Image-grounded pointing data:
▼
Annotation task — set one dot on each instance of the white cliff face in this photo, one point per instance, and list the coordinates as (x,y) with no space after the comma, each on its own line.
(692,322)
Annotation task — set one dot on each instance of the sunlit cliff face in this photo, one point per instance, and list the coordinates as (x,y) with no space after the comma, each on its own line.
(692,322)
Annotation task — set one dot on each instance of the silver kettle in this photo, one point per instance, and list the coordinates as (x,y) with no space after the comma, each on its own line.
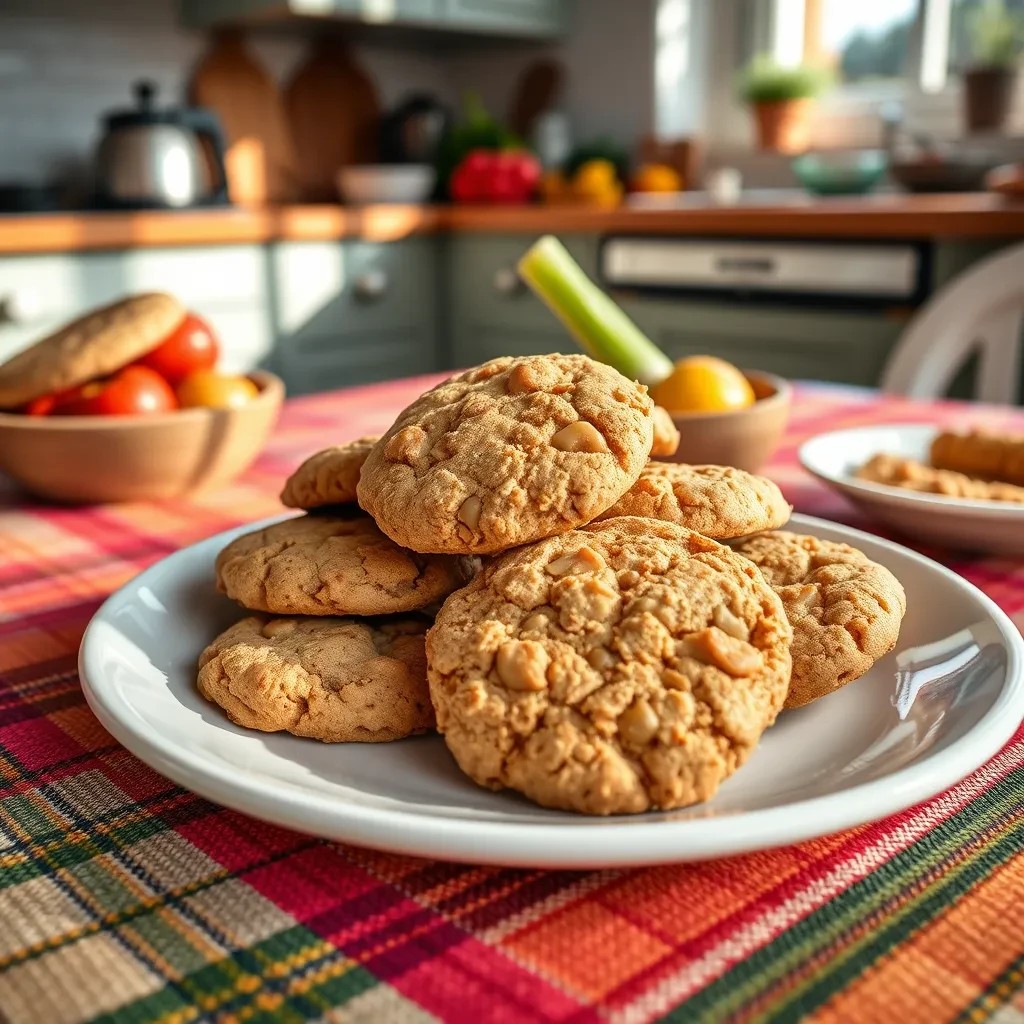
(169,158)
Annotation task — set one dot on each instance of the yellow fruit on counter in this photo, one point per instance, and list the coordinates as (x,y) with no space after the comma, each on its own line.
(596,182)
(704,384)
(657,178)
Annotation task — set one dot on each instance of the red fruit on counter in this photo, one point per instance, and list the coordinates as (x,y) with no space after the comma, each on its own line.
(192,346)
(496,176)
(132,391)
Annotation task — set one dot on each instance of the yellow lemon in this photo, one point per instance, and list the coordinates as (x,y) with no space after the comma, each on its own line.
(595,174)
(704,384)
(657,178)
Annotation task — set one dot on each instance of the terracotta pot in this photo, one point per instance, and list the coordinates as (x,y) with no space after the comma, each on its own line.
(988,94)
(783,125)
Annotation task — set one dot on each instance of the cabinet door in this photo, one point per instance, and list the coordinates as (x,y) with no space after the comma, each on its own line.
(534,17)
(327,363)
(495,313)
(356,311)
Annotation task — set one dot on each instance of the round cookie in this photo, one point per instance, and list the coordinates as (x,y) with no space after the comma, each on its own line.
(627,666)
(845,609)
(339,680)
(720,502)
(666,433)
(93,345)
(510,452)
(333,565)
(329,477)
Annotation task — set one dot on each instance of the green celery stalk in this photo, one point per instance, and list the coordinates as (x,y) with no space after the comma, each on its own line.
(598,324)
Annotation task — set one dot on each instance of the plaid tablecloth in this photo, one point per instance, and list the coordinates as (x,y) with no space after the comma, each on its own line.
(125,898)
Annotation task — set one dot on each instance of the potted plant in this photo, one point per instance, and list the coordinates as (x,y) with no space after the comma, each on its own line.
(996,38)
(781,99)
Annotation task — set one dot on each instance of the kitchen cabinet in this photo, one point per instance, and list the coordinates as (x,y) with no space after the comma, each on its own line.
(492,313)
(354,311)
(795,342)
(529,18)
(491,310)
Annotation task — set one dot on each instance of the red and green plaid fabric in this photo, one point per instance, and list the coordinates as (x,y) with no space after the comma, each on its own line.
(125,898)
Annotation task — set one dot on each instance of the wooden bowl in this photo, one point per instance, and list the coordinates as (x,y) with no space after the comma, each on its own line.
(744,438)
(92,459)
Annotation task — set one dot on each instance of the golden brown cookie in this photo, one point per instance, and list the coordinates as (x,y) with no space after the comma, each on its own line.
(329,477)
(339,680)
(666,434)
(333,565)
(627,666)
(845,609)
(510,452)
(93,345)
(896,471)
(981,453)
(720,502)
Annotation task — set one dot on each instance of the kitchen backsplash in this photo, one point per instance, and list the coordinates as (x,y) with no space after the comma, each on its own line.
(64,62)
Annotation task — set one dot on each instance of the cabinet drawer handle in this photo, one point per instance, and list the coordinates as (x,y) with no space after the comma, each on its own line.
(371,285)
(508,282)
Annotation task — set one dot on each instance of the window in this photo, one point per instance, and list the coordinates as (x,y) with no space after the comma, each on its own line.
(863,42)
(880,46)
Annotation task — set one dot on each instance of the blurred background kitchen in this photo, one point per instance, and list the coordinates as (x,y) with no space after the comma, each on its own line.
(340,186)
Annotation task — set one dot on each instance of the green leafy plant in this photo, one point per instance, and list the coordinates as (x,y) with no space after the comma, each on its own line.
(765,81)
(996,37)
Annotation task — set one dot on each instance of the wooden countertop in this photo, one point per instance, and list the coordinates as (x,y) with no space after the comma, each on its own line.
(888,216)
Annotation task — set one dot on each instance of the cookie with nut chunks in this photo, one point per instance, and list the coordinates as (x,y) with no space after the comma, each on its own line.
(845,609)
(510,452)
(333,565)
(328,477)
(628,666)
(337,680)
(721,502)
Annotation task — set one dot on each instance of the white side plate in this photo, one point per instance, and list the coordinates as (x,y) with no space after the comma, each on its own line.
(957,522)
(947,699)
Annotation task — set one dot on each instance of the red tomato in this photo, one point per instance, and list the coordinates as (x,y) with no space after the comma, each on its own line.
(48,404)
(42,406)
(190,346)
(489,176)
(132,391)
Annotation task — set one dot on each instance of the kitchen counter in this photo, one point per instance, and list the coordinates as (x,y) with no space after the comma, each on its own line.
(954,216)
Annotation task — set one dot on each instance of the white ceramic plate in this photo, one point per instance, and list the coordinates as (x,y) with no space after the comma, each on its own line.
(956,522)
(945,701)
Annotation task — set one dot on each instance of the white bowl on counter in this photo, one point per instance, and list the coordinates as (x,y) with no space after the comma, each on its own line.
(366,183)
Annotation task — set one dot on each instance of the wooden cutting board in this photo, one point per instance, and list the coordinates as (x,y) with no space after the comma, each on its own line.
(539,89)
(260,159)
(334,116)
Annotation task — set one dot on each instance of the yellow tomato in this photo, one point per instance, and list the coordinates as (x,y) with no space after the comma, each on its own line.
(704,384)
(657,178)
(207,387)
(595,174)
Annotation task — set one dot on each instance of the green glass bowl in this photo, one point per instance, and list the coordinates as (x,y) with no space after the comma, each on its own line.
(841,173)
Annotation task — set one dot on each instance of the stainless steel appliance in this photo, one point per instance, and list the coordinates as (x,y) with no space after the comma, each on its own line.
(160,158)
(801,271)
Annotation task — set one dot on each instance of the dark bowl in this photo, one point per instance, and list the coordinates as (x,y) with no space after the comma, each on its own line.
(941,175)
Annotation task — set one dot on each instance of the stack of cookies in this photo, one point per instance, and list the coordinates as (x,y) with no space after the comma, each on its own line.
(601,647)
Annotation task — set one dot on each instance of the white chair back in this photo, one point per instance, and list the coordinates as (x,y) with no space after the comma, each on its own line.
(981,310)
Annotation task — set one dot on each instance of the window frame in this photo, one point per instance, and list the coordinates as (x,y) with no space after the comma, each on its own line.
(927,89)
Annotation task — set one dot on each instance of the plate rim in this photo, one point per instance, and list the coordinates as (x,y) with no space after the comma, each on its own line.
(628,840)
(979,508)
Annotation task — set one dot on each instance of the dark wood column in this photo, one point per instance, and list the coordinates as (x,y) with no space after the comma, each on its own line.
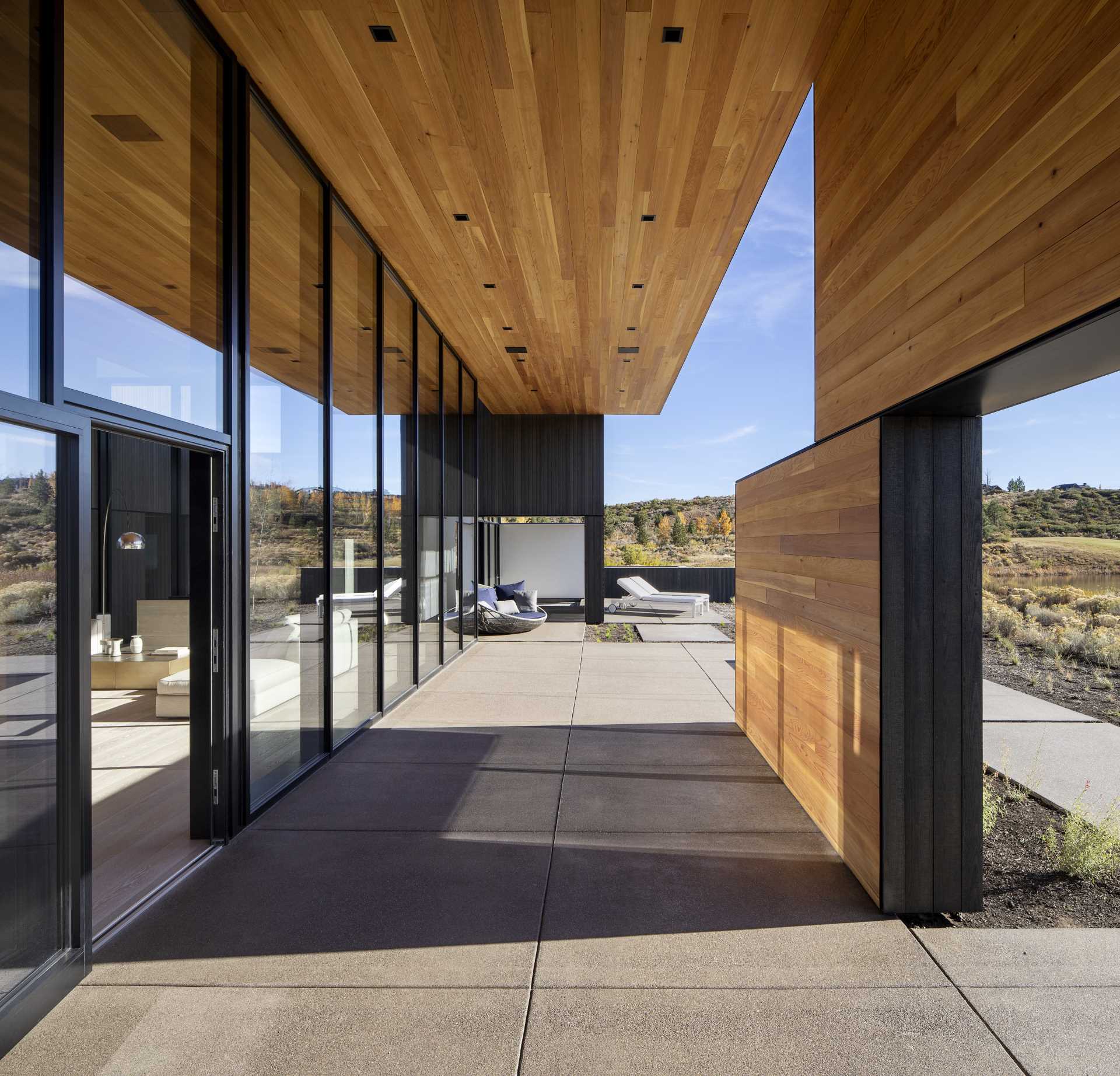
(932,855)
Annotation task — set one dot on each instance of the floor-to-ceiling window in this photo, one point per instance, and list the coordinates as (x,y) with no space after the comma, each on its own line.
(30,898)
(353,474)
(144,210)
(452,502)
(285,464)
(19,198)
(468,568)
(429,571)
(399,495)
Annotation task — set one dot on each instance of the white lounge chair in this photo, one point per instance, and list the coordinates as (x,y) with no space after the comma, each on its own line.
(640,595)
(653,592)
(362,601)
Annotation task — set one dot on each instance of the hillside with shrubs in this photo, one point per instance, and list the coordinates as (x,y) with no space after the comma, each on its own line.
(699,533)
(28,592)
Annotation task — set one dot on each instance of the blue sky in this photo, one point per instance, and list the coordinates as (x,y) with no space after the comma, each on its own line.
(745,395)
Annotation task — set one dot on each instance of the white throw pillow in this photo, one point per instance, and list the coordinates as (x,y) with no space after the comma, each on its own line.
(526,600)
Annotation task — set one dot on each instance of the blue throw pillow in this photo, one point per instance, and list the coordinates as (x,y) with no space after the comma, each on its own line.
▲
Work order: Could the entries above be written out word for word, with no pictures?

Answer to this exercise:
Annotation task — set one dot on each instance of the white cliff face in this photo, one point per instance, and list the coordinates as (x,y) with no space after the comma, each on its own line.
(692,322)
Annotation task — set one dot on each instance of the sunlit cliff face in this photo, one point per instance, and list the coordinates as (x,y) with no space after the comma, each on its own line.
(692,322)
Annotation task — set one dot on each instance of the silver kettle in this photo, one point per instance, and list the coordinates as (x,y) with no space after the comma, each on its own line.
(169,158)
Annotation task — set one dot on each instance of the yellow fruit on counter in this photo, one point per instance, and list the coordinates as (x,y) with no space after the comma, each on its own line.
(596,182)
(704,384)
(657,178)
Annotation task — set one dot on each instance of the red fruit on counter in this photo, one point per instance, and list the coordinates as (x,y) with no space after the comma, each on its own line.
(192,346)
(496,176)
(132,391)
Annotation task — set one dot on each instance of the yellow lemon in this photo, one point per instance, and list the coordinates as (x,y) with no space after the comma, each on its own line.
(595,174)
(704,384)
(657,178)
Annotation task — set one dot on each instance of the terracotta pot in this photo, one point per instance, and list the coordinates as (x,y) with no space after the comma, each on its own line.
(988,94)
(783,125)
Annotation task — set one dot on each instance of the cabinet door in this photo, one point per instance, and list the coordinates as (x,y) with no space after the comma, each on its own line.
(534,17)
(327,363)
(495,313)
(356,311)
Annotation task — set one dot on each instance of the round cookie in this photo, one point per instance, and list the coordinates as (x,y) with no space after the comma, each on its own line.
(627,666)
(845,609)
(339,680)
(720,502)
(666,433)
(93,345)
(510,452)
(333,565)
(329,477)
Annotation task — set one dot on each instance of the green celery stalk in this photo, one point per instance, and list the coordinates as (x,y) with no space after the comma, each on its own line.
(598,324)
Annotation task — set one dot on each instance of the plaid tablecloth in this photo, one point per instance, and list the coordinates as (x,y) with no space after the comma, each on its own line.
(125,898)
Annotation task — set one dot on each instance of the potted plant in this photo, one point per instance, and list the coordinates as (x,y) with no space after the comma, each on its own line.
(996,38)
(781,99)
Annotation task — set one dot on each instance of the kitchen cabinet in this photo, one point per instance, and list the coordinates as (x,y) with no space after the comma, each on its own line.
(492,313)
(354,311)
(795,342)
(529,18)
(491,310)
Annotation task — set one dot on each instance of the red and green plaid fabric in this photo, one point per instance, and list the coordinates as (x,y) with no space after the comma, each on its own line.
(125,898)
Annotation task — set one dot on each instance of the wooden bowl in this photo, one point per instance, and list the coordinates as (x,y) with no space after the comma, each on its own line.
(744,438)
(92,459)
Annotation task — set one dot on each instance of the golden brown cookie in this photo, one point per instance, and list the coordinates as (x,y) with no space after the comma, each on its own line.
(329,477)
(339,680)
(666,434)
(333,565)
(627,666)
(845,609)
(510,452)
(93,345)
(896,471)
(981,453)
(720,502)
Annotation task — set one dot on each instance of the kitchen backsplash in this photo, one point per instance, and list the coordinates as (x,y) with no space after the comma, each on its own line.
(64,62)
Annotation task — set one dot on each instance of the cabinet drawer handle in this photo, one point per instance, and list the coordinates as (x,y) with no space after the comma, each on its own line.
(371,285)
(508,282)
Annotation task — set one dot on each instance of the window in this photo, one point per instance, and list the coordinates as (x,y) with no space after the comma, each on its own line.
(863,42)
(880,46)
Annotation task — set one dot on each instance of the blurred background kitchen in this photo, one point per instance, and list the coordinates as (x,y) with no space after the comma, each on its own line.
(340,186)
Annotation task — set one dot on each instance of the green leafy plant in this photo, one point per instance, and list the coordinates as (x,y) with no space after the comma, each on its own line.
(765,81)
(996,37)
Annotation task — set one dot on each instance of the wooden countertop in this photo, one point per instance, and list the coordinates as (x,y) with no space after the comma, each on its own line.
(888,216)
Annotation task — set one dot on each instance of the cookie with nut chunks in this photo, one point per instance, and list the coordinates as (x,y) with no space after the comma, each on its own line.
(845,609)
(510,452)
(333,565)
(328,477)
(628,666)
(337,680)
(721,502)
Annotation task — set one dot on each instance of the white side plate in this photo, one point per instance, and list the coordinates as (x,y) with no space after the comma, each on its own line.
(957,522)
(947,699)
Annotation task — set one dot on each instance of the red tomato in this photo, one point per instance, and list the coordinates as (x,y) with no space after the comma, each on its own line.
(48,404)
(42,406)
(190,346)
(489,176)
(132,391)
Annotation task — set one dot on each instance of the kitchen counter in this photo, one point per instance, and list the coordinates as (x,y) with no space after the comma, each on its own line.
(954,216)
Annotation task — set one dot on each instance of the white ceramic plate in this photo, one point per instance, and list the coordinates as (x,y) with no space after the comma, each on its own line.
(956,522)
(945,701)
Annotation task — set one dot on each instance of the white bowl on counter in this photo, one point per instance, and list the coordinates as (x,y) with no space after the comma, each on its own line.
(366,183)
Annotation task — set one dot on each instance of the wooden cutting board in this photo, one point per instance, and list the coordinates as (x,y) with no space after the comma, each on its own line.
(539,89)
(260,159)
(334,116)
Annotation task — set one dot on each instance of the yellow tomato in this photo, one point per instance, and list the coordinates as (x,y) with no space after the comma, each on its own line.
(704,384)
(657,178)
(207,387)
(595,174)
Annotation task — set one dot on each instance of the green glass bowl in this photo, one point per instance, and list the coordinates as (x,y) with no space after the comma, each on its own line.
(841,173)
Annotation task — set one dot on each instance of the stainless steel appliance in this photo, one point per instance, and list the coordinates as (x,y) with no space after the comma, each on its own line.
(160,158)
(801,271)
Annotation task — set one dot on each instance of the dark bowl in this photo, one point per instance, and list the coordinates as (x,y) with no space after the comma, each on its own line.
(941,175)
Annotation task — set one dot on each instance of the stack of cookies in this photo, one point per instance, and list the coordinates as (x,y) with no space after the comma, each on its own line.
(601,647)
Annotation task — set one dot on each instance of the white chair back in this photo, one point per instance, and list the coordinates as (x,y) with no space after the comma, each on its own line.
(981,310)
Annotation task — set one dot on each instance of the window frame in this photo, one point per instance, and list the coordinates as (x,y) with no space after the comma, each on its own line.
(927,89)
Annotation task — set one dot on each instance of the plate rim in this photo, one point per instance, and list the coordinates as (x,y) with no space after the comma, each on its own line.
(628,840)
(979,508)
Annotation task — set one dot on each instance of the dark wood column in this photo, one point per instance, and list the coordinates as (x,y) with no space after the comma, each on its own line.
(932,855)
Annotation task — set one dot on each instance of the floor-to-ceiling window in this photo, one point per instance, and list the coordinates as (x,y) with no space after the comma, each on its own line.
(30,898)
(353,474)
(144,210)
(452,502)
(285,464)
(19,198)
(468,568)
(429,571)
(399,495)
Annotation task — set one dot on each instance of the white lounge chair in this photo, one point per instance, and list the coordinates as (x,y) with no space after the comma, each on its own line.
(640,595)
(653,592)
(362,601)
Annotation task — set one dot on each instance of the hillside with shrubs in this photo, one point per instance, and list the coordinates as (x,y) with no space after the comma, each on its own line.
(699,533)
(28,592)
Annotation task — set one dot on each instance of the blue sky in this photo, one point per instance, and list the coordinates as (x,y) with no space after the comma, each on its own line.
(745,395)
Annotation task — set one dot on each instance of the white throw pillow in this photo, one point per instance, and list the coordinates as (x,y) with no space after the comma, each on its own line.
(526,600)
Annotation task — set one dot on each instance of the blue throw pillow in this photo, one point per instance, and list the coordinates as (x,y) with no space after the comma, each on its own line.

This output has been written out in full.